给定练习 a => 找出下方数据中所有含有字符串“suit”的行,并逐行照抄出来。

━━━━━ 引用文本 ━━━━━

Problem Description
Today is Ignatius' birthday. He invites a lot of friends. Now it's dinner time. Ignatius wants to know how many tables he needs at least. You have to notice that not all the friends know each other, and all the friends do not want to stay with strangers.
One important rule for this problem is that if I tell you A knows B, and B knows C, that means A, B, C know each other, so they can stay in one table.
For example: If I tell you A knows B, B knows C, and D knows E, so A, B, C can stay in one table, and D, E have to stay in the other one. So Ignatius needs 2 tables at least.
Input
The input starts with an integer T(1<=T<=25) which indicate the number of test cases. Then T test cases follow. Each test case starts with two integers N and M(1<=N,M<=1000). N indicates the number of friends, the friends are marked from 1 to N. Then M lines follow. Each line consists of two integers A and B(A!=B), that means friend A and friend B know each other. There will be a blank line between two cases.
Output
For each test case, just output how many tables Ignatius needs at least. Do NOT print any blanks.
Sample Input
2
5 3
1 2
2 3
4 5
5 1
2 5
Sample Output
2
4
题意:请客吃饭,希望把认识的人在一个桌子上吃饭,不认识的人在另外一桌吃饭。
思路:这是一个并查集的问题,将各自分类。

━━━━━ 所给条目 ━━━━━

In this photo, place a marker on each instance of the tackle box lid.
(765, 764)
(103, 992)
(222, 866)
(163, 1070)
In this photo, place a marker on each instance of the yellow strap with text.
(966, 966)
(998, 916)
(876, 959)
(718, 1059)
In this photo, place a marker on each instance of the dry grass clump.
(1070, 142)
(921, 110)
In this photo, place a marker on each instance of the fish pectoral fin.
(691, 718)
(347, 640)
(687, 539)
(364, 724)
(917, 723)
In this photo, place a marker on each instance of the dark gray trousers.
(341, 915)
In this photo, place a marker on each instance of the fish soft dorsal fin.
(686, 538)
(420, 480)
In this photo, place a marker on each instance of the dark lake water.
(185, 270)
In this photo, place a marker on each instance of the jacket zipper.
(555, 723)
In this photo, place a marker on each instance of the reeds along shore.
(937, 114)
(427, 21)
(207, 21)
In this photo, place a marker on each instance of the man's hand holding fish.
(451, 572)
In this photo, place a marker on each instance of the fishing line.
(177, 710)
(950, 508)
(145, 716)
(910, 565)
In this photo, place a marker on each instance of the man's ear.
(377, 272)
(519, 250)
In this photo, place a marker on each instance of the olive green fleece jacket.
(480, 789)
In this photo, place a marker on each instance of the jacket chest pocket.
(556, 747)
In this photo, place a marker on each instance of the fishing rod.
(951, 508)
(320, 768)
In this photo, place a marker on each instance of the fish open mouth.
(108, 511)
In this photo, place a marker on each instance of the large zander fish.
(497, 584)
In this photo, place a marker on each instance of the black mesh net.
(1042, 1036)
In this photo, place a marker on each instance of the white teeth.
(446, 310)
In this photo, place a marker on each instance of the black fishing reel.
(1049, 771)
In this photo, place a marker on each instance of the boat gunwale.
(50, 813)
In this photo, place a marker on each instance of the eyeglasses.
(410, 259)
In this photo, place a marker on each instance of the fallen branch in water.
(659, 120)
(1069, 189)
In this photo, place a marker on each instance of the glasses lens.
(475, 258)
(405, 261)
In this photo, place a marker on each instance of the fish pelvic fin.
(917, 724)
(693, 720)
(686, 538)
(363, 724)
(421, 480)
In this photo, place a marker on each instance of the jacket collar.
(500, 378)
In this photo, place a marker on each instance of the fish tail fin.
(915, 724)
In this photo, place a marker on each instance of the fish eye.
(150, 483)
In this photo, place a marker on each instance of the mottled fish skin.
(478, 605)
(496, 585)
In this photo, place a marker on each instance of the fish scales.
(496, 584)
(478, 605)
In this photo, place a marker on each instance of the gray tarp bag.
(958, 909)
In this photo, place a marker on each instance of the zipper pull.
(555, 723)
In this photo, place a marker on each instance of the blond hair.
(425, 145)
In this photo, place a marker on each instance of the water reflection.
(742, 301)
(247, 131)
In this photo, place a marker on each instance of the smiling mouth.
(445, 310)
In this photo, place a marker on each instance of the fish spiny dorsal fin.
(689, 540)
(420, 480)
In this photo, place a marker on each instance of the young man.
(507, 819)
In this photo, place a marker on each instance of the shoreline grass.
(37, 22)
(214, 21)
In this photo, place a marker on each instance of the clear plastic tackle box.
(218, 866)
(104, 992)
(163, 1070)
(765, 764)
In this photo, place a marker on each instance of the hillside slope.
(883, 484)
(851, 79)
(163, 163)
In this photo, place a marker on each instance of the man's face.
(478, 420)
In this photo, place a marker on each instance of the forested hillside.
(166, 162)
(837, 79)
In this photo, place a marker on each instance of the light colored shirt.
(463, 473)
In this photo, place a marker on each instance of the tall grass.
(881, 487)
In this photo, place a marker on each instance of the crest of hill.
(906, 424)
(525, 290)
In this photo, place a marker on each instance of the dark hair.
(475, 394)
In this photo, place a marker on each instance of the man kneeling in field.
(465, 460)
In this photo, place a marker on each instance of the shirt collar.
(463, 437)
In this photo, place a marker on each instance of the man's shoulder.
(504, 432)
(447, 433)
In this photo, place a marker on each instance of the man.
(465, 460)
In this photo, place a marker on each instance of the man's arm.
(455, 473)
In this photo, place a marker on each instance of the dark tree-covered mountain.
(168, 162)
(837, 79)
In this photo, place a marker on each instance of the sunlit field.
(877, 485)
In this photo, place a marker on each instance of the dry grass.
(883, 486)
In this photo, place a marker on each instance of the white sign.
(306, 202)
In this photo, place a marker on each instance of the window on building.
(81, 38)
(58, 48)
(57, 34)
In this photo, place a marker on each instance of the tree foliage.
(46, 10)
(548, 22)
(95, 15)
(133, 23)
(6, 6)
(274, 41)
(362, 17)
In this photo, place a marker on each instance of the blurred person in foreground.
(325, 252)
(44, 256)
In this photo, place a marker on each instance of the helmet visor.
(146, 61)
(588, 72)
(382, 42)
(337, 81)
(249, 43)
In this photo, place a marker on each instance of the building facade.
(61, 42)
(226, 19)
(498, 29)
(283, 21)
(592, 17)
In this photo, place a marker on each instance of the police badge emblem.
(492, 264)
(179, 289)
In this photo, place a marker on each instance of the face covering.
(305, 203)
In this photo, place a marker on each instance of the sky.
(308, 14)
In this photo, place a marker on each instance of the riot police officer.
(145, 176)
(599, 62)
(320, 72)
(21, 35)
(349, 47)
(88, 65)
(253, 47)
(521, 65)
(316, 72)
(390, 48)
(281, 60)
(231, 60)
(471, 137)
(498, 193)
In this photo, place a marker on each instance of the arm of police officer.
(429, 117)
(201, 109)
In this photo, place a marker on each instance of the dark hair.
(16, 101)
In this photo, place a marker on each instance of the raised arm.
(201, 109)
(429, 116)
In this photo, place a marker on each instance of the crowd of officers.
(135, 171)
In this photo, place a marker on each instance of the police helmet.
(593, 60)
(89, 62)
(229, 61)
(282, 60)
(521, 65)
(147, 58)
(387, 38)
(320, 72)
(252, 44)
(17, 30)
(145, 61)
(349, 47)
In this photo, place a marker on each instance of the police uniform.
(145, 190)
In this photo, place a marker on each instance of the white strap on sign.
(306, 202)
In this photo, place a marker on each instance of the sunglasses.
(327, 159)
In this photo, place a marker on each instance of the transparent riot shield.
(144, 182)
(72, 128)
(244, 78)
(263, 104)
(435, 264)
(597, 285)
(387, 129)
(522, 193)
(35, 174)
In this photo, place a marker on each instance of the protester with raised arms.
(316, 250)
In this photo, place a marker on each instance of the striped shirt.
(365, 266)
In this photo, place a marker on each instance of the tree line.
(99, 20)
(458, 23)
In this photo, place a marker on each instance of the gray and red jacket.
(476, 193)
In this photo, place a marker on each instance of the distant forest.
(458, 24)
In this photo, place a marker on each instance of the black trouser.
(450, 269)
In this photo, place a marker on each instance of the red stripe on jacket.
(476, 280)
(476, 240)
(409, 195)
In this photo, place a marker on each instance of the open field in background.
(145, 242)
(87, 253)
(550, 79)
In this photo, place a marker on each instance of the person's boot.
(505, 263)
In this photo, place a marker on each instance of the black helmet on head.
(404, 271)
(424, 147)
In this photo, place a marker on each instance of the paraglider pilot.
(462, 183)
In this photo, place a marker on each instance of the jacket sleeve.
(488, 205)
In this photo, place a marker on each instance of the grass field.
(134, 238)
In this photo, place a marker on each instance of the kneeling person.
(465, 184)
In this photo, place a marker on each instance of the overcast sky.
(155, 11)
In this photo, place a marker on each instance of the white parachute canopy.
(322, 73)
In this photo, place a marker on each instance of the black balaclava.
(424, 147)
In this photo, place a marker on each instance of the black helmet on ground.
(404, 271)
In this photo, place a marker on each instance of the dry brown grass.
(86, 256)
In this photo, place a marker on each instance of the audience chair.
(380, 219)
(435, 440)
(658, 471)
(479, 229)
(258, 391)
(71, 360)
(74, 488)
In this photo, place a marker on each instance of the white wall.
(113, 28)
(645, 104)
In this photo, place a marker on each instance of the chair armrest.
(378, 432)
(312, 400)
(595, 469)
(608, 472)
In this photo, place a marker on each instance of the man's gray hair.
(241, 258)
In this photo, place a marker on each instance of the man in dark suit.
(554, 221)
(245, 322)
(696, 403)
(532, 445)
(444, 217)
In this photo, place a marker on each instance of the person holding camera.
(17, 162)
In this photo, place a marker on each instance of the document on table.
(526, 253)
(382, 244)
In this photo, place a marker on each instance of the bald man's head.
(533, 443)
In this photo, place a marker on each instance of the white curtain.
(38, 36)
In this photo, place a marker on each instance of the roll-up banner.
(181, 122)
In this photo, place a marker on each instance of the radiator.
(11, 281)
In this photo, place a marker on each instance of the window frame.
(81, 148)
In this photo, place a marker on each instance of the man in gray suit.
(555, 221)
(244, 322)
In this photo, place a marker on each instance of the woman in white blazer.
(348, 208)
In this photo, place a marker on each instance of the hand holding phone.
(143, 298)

━━━━━

给定练习 b => 接续上方那道求最少桌数的题目,从其最后一句之后往下写。

预期答案 a =>
In this photo, place a marker on each instance of the man in dark suit.
In this photo, place a marker on each instance of the man in gray suit.

预期答案 b =>
1.输入t,确定循环的次数
2.输入人数和认识的对数
3.初始化,将每个人都设置为自己认识自己init
void init(int n){
for(int i=1;i<=n;i++)
{
par[i] = i;
}
}
4.输入认识对数的具体人,将认识的人都联合在一起
int Find(int a)
{
if(par[a]==a)
return a;
else
return Find(par[a]);
}
void Union(int a,int b)
{
a = Find(a);
b = Find(b);
if(a!=b)
par[a] = b;
}
5.输入结束后,遍历每一个节点,当它还是以自己为认识的人时,代表他需要自己做一个桌子
具体代码入下:
#include<cstdio>
using namespace std;
int par[1005];
void init(int n){
for(int i=1;i<=n;i++)
{
par[i] = i;
}
}
int Find(int a)
{
if(par[a]==a)
return a;
else
return Find(par[a]);
}
void Union(int a,int b)
{
a = Find(a);
b = Find(b);
if(a!=b)
par[a] = b;
}
int main()
{
int t;
scanf("%d",&t);
while(t--)
{
int n,x;
int a,b;
scanf("%d%d",&n,&x);
init(n);
for(int i=0;i<x;i++)
{
scanf("%d%d",&a,&b);
Union(a,b);
}
int ans = 0;
for(int i=1;i<=n;i++)
{
if(par[i]==i)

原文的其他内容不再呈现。